Present the lines below again, exactly as they stand.

···

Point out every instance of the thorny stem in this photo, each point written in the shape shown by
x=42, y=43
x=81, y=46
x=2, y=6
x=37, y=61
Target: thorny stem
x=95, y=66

···

▸ TASK ANSWER
Point out every instance of the thorny stem in this photo, each point written in the shape shown by
x=42, y=43
x=81, y=46
x=2, y=6
x=37, y=61
Target: thorny stem
x=95, y=66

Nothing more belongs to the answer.